▶ Given problem
Please return every line of the rows below that contains the string "grass".

▶ Records to process
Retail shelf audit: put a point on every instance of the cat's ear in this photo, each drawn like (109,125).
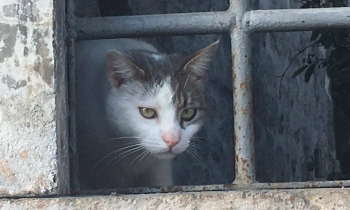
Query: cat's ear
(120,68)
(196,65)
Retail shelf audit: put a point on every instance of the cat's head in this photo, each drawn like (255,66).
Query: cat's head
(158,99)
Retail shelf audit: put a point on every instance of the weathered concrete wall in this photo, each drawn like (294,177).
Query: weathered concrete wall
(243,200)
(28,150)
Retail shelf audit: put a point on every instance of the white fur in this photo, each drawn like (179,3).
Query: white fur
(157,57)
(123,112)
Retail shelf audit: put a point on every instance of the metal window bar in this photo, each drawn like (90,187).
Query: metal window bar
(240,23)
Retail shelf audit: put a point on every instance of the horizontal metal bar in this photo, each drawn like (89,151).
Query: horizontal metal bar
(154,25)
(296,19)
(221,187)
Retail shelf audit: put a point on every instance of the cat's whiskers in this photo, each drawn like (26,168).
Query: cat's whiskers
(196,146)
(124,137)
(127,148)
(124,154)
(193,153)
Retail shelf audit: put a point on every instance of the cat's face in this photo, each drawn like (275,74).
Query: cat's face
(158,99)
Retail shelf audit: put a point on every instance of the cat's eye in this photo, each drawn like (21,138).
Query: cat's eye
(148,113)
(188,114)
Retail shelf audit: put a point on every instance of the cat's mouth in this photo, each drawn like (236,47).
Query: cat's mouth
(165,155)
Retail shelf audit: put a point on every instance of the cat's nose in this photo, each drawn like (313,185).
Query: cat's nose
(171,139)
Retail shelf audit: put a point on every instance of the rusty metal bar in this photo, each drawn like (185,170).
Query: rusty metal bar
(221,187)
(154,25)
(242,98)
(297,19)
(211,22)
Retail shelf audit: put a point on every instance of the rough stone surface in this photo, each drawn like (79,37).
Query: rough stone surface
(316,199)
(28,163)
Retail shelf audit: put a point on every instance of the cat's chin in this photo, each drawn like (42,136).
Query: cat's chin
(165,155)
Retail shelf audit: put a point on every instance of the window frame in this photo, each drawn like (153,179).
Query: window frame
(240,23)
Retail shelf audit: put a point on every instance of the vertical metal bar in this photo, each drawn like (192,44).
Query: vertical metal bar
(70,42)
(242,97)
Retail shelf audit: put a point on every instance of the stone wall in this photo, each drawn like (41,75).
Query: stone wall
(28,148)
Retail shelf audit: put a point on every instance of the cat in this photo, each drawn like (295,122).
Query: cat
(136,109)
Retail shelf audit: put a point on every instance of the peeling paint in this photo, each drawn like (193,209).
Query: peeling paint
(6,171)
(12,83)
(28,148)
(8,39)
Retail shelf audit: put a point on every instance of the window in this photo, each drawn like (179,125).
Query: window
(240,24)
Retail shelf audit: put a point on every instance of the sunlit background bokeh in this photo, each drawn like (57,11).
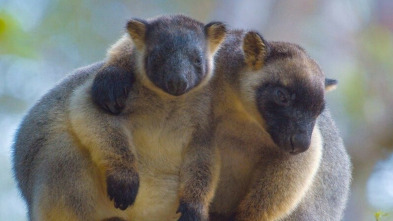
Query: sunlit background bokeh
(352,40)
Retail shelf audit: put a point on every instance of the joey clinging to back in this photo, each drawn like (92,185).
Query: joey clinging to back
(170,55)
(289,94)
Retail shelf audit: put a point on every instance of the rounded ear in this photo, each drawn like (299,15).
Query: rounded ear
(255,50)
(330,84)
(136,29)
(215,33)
--
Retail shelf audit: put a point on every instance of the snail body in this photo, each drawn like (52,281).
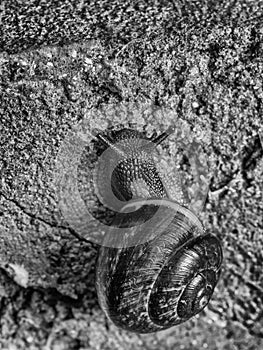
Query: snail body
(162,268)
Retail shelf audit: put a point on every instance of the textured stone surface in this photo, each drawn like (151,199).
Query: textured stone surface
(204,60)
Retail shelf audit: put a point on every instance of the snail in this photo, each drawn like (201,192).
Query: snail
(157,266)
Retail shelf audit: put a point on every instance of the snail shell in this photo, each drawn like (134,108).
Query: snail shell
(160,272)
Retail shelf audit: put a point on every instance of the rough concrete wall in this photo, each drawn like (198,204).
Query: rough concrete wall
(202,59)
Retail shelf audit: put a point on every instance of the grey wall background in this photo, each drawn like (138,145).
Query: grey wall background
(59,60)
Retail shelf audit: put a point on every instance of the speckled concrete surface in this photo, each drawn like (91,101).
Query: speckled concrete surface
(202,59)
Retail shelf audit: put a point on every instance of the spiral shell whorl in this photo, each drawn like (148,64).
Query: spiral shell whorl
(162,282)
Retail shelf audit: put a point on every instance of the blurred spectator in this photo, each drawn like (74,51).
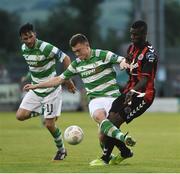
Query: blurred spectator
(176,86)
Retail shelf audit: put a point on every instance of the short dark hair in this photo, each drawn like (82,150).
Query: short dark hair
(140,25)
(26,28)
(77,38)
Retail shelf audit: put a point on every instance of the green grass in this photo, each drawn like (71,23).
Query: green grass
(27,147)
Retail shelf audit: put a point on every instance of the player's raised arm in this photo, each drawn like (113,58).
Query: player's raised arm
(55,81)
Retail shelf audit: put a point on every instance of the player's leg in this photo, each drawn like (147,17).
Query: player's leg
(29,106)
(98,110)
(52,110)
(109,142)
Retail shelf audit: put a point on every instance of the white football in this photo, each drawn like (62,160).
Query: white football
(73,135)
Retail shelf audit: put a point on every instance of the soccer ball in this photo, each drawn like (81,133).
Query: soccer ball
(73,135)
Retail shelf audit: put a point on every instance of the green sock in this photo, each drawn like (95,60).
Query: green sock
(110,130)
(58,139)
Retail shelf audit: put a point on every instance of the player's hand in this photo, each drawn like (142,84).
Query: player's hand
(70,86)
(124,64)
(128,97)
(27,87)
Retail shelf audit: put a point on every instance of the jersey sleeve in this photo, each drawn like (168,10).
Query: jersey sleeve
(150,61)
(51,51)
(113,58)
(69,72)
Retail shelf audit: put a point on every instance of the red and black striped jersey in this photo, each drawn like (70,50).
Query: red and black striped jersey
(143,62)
==
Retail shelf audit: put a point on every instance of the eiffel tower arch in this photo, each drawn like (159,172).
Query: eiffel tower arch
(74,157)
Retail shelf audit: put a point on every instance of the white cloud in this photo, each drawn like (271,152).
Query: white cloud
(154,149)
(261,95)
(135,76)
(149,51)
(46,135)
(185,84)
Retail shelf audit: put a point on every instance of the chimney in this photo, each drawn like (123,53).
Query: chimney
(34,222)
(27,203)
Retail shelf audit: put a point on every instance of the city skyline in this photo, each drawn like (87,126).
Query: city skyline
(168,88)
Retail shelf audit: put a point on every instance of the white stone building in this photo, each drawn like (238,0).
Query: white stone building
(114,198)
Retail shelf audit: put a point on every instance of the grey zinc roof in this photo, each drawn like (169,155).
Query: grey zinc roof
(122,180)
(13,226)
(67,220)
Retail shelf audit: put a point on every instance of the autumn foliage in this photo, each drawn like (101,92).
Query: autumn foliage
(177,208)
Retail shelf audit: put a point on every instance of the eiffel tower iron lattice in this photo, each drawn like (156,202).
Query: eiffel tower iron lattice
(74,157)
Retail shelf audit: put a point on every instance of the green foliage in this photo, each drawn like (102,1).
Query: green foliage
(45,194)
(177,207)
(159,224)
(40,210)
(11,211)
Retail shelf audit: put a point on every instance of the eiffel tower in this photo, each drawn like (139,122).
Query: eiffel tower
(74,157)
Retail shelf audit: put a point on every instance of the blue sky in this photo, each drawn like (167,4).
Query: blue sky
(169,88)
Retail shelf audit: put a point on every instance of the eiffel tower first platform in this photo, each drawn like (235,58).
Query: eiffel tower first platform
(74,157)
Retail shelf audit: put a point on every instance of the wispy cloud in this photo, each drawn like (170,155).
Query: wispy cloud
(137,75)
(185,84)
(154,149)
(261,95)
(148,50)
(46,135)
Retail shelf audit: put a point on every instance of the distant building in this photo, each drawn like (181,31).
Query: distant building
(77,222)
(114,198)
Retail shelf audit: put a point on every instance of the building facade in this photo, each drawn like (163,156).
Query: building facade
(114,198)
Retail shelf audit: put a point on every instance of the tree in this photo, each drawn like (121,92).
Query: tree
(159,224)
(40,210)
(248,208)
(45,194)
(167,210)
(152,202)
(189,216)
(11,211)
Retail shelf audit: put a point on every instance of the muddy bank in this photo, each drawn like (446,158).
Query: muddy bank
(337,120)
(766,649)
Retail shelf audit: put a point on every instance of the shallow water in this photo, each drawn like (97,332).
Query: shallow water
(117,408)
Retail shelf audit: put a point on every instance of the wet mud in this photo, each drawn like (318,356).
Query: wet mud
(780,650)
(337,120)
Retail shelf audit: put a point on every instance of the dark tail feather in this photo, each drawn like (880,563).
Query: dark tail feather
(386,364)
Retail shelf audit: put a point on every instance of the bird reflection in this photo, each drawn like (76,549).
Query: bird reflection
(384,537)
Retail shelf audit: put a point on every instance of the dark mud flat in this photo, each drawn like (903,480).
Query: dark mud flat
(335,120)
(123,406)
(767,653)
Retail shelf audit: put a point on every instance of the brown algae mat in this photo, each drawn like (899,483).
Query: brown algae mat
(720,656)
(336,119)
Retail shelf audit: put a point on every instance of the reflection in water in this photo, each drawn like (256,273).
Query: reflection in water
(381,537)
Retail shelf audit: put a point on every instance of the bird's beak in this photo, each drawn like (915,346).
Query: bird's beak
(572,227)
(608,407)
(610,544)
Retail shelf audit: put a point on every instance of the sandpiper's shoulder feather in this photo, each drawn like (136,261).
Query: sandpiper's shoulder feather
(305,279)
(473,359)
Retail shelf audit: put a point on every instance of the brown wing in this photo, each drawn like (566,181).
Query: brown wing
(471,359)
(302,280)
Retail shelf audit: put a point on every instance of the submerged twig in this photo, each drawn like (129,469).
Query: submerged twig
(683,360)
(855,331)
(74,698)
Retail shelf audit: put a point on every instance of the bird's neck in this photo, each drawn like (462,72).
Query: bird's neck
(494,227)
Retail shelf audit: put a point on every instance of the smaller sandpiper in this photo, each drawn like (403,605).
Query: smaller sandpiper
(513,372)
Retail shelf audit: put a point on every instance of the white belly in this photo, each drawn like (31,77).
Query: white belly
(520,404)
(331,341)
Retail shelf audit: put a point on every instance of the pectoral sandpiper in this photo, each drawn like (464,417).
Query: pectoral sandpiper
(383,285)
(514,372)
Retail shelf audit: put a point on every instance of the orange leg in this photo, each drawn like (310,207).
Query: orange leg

▶ Answer to this exercise
Retail shelf audit: put a point on every instance of the green grass in this photo, each drawn like (71,23).
Query: green grass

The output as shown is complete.